In the rows below, switch every "tuple" to "pair" and keep everything else the same. Leave the pictures out when you give the rows again.

> **DATASET RECORDS**:
────────

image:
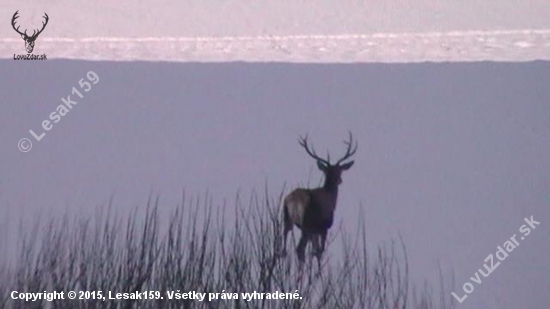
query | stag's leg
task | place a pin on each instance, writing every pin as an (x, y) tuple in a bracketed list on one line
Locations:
[(288, 227), (301, 248), (317, 249), (323, 240)]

────────

> **SOLUTION TO THIS PROBLEM**:
image:
query | stag's leg
task | place a pin on each instance, writing every pin as an (x, y) pair in a bracketed list on one line
Locations:
[(288, 227), (301, 248), (317, 249), (323, 240)]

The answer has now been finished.